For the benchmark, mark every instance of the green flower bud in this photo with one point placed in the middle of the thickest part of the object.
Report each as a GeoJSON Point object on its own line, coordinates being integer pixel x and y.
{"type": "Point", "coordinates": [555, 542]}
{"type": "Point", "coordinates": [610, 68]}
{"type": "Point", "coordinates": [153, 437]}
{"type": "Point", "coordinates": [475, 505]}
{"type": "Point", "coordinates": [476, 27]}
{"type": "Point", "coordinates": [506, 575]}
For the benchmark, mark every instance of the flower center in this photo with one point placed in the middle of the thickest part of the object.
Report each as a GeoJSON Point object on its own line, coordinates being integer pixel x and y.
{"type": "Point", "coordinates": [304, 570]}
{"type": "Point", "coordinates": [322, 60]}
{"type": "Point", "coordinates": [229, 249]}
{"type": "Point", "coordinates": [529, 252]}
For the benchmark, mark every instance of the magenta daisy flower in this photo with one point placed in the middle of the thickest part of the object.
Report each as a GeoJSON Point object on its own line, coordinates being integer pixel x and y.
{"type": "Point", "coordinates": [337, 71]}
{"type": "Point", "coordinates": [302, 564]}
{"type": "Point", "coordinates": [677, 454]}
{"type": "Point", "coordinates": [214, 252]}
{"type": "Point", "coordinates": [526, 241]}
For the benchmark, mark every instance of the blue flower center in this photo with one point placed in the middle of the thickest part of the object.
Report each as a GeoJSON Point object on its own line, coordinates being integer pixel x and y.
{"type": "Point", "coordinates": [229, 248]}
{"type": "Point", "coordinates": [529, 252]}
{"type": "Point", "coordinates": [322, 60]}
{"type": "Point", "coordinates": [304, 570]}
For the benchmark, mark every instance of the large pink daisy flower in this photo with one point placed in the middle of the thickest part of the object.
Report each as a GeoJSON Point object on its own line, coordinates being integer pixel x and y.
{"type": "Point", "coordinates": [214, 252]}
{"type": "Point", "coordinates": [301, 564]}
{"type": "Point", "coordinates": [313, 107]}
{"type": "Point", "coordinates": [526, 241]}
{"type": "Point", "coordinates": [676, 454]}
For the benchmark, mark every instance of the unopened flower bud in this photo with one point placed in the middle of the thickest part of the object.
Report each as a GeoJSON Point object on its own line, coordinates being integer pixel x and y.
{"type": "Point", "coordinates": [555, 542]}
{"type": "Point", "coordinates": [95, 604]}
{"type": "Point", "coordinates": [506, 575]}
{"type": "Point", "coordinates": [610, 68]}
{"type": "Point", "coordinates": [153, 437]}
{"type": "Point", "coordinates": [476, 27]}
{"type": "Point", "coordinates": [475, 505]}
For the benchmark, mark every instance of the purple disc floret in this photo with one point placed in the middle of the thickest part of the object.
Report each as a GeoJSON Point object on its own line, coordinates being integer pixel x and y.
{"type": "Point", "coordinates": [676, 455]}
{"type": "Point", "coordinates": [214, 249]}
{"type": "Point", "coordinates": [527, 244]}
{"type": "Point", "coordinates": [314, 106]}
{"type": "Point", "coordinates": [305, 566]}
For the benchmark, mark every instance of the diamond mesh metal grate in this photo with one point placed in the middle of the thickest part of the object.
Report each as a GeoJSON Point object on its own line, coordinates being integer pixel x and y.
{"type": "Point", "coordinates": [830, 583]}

——

**Goal of the exercise**
Write out the lines of the listing above word for word, starting with the line that contains "For the benchmark, mark every instance of the purple" and going on through the end of the listing.

**Solution**
For the benchmark, mark every instance of the purple disc floret in this photo with one point placed in the middle of the thickest part of the object.
Report each as a GeoJSON Point object on its own line, coordinates being integer pixel x and y.
{"type": "Point", "coordinates": [676, 455]}
{"type": "Point", "coordinates": [214, 249]}
{"type": "Point", "coordinates": [527, 244]}
{"type": "Point", "coordinates": [314, 106]}
{"type": "Point", "coordinates": [305, 566]}
For the benchmark, mark every instance of the diamond mesh metal grate in this photo with one point placed in the middle of the thickest part of the object.
Report each as a GeoJSON Point object on its own line, coordinates being integer pixel x and y.
{"type": "Point", "coordinates": [830, 583]}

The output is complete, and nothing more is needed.